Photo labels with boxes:
···
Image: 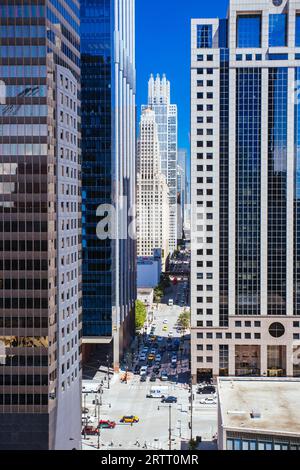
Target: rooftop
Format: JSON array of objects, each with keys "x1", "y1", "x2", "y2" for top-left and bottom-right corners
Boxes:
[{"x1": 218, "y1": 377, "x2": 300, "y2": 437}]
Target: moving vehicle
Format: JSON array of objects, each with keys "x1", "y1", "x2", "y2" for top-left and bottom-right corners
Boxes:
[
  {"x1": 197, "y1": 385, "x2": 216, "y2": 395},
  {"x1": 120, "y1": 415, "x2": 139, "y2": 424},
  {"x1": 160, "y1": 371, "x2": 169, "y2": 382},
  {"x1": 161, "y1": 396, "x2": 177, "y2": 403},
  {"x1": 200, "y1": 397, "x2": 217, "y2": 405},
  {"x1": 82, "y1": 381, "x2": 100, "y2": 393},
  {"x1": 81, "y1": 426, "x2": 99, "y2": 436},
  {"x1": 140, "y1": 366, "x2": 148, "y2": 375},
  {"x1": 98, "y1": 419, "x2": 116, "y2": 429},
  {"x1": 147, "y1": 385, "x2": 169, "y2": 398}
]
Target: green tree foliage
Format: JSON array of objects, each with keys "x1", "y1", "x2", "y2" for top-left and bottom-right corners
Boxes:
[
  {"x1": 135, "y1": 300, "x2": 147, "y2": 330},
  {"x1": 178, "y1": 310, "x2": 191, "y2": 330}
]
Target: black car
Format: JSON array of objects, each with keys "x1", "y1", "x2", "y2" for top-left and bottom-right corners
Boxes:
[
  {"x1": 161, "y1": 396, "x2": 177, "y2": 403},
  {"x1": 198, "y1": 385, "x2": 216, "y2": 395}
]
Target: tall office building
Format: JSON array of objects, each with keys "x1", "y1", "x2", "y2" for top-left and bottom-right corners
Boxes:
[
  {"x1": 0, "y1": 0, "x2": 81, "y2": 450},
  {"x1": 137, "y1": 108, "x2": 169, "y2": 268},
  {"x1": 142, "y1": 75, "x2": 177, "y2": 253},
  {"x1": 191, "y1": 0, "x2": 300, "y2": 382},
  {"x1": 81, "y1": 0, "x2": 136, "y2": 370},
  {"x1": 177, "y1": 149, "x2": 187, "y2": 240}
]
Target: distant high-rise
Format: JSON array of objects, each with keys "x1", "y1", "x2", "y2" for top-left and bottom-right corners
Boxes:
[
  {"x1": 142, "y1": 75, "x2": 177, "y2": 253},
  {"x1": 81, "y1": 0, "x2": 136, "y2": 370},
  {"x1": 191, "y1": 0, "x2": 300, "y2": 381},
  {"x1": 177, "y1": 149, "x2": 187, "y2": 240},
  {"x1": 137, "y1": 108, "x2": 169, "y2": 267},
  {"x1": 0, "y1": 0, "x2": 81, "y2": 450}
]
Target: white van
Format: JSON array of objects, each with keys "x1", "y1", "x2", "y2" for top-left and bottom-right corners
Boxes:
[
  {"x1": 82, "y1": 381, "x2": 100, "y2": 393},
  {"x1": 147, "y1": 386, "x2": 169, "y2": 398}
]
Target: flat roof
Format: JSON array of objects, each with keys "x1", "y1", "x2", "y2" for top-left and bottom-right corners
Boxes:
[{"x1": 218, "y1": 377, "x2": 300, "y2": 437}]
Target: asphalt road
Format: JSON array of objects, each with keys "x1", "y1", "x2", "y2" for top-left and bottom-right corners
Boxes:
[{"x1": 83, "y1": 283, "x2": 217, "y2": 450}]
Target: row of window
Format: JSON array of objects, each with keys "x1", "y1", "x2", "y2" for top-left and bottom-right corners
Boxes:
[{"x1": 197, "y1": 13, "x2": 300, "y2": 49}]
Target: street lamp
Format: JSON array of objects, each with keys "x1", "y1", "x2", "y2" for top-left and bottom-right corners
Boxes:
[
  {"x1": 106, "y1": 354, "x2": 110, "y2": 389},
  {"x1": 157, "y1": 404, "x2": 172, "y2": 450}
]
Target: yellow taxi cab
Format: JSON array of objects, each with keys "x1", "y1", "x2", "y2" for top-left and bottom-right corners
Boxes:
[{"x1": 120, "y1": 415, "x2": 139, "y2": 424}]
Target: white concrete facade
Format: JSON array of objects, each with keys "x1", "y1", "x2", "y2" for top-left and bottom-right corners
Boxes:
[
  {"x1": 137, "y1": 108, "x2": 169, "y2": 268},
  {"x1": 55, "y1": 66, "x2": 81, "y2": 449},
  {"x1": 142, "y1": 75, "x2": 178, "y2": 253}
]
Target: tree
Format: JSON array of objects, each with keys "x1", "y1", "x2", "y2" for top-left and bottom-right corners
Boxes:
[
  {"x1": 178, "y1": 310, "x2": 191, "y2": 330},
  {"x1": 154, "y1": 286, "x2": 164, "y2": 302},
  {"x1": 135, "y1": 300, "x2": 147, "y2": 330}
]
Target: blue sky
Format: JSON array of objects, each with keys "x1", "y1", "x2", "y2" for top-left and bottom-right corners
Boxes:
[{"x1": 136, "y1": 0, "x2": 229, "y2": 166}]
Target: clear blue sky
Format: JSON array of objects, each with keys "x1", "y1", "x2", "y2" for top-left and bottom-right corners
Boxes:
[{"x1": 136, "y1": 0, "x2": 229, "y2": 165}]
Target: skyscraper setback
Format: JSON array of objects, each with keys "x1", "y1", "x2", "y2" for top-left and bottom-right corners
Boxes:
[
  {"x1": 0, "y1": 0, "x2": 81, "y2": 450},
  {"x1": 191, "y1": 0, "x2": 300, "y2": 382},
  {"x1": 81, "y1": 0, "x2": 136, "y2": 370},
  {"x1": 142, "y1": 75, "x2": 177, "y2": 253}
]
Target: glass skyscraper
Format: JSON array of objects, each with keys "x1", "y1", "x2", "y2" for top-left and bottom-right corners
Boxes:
···
How many lines in the material above contain the word "white"? Give only the number.

2